Switch mpi_random_many test function to testing core

The test function mpi_random_many() is the main function for testing the get-random-in-range function. It validates that the random generator's output is within the desired range, and performs some basic statistical checks including checking that small ranges are covered exhaustively. Switch this function from testing mbedtls_mpi_random() to testing mbedtls_mpi_core_random(). This does not reduce the test coverage of mbedtls_mpi_random() because the same properties are now validated indirectly via mpi_random_values() which checks that mbedtls_mpi_random() and mbedtls_mpi_core_random() produce identical values for identical inputs. As of this commit, mpi_random_many() still uses some legacy mpi functions internally because the corresponding functions don't exist yet in core. Signed-off-by: Gilles Peskine <Gilles.Peskine@arm.com>
2025-03-01 13:13:28 +00:00 · 2022-09-27 22:18:17 +02:00 · 2022-09-27 22:18:17 +02:00 · e3a1b81cb9
commit e3a1b81cb9
parent 34e8a2c287
1 changed files with 30 additions and 19 deletions
--- a/tests/suites/test_suite_bignum.function
+++ b/tests/suites/test_suite_bignum.function
@ -1347,7 +1347,7 @@ exit:
 /* END_CASE */

 /* BEGIN_CASE */
-void mpi_random_many( int min, data_t *bound_bytes, int iterations )

» **TASK DESCRIPTION**
Carry the mpi_random_many commit diff forward from its last line. The listing that comes next is separate material with no connection to the commit text above.

» **RAW DATA**

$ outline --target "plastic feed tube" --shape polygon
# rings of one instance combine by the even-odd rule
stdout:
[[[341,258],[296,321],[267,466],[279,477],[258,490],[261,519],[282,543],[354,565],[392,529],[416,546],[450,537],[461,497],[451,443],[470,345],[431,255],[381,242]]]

» **RESULT OF THE TASK**
+void mpi_random_many( int min, char *bound_hex, int iterations )
 {
    /* Generate numbers in the range 1..bound-1. Do it iterations times.
     * This function assumes that the value of bound is at least 2 and
@ -1355,9 +1355,11 @@ void mpi_random_many( int min, data_t *bound_bytes, int iterations )
     * effectively never occurs.
     */

-    mbedtls_mpi upper_bound;
+    data_t bound_bytes = {NULL, 0};
+    mbedtls_mpi_uint *upper_bound = NULL;
+    size_t limbs;
    size_t n_bits;
-    mbedtls_mpi result;
+    mbedtls_mpi_uint *result = NULL;
    size_t b;
    /* If upper_bound is small, stats[b] is the number of times the value b
     * has been generated. Otherwise stats[b] is the number of times a
@ -1367,12 +1369,11 @@ void mpi_random_many( int min, data_t *bound_bytes, int iterations )
    int full_stats;
    size_t i;

-    mbedtls_mpi_init( &upper_bound );
-    mbedtls_mpi_init( &result );
+    TEST_EQUAL( 0, mbedtls_test_read_mpi_core( &upper_bound, &limbs,
+                                               bound_hex ) );
+    ASSERT_ALLOC( result, limbs * ciL );

-    TEST_EQUAL( 0, mbedtls_mpi_read_binary( &upper_bound,
-                                            bound_bytes->x, bound_bytes->len ) );
-    n_bits = mbedtls_mpi_bitlen( &upper_bound );
+    n_bits = mbedtls_mpi_core_bitlen( upper_bound, limbs );
    /* Consider a bound "small" if it's less than 2^5. This value is chosen
     * to be small enough that the probability of missing one value is
     * negligible given the number of iterations. It must be less than
@ -1381,7 +1382,7 @@ void mpi_random_many( int min, data_t *bound_bytes, int iterations )
    if( n_bits <= 5 )
    {
        full_stats = 1;
-        stats_len = bound_bytes->x[bound_bytes->len - 1];
+        stats_len = (uint8_t) upper_bound[0];
    }
    else
    {
@ -1393,23 +1394,28 @@ void mpi_random_many( int min, data_t *bound_bytes, int iterations )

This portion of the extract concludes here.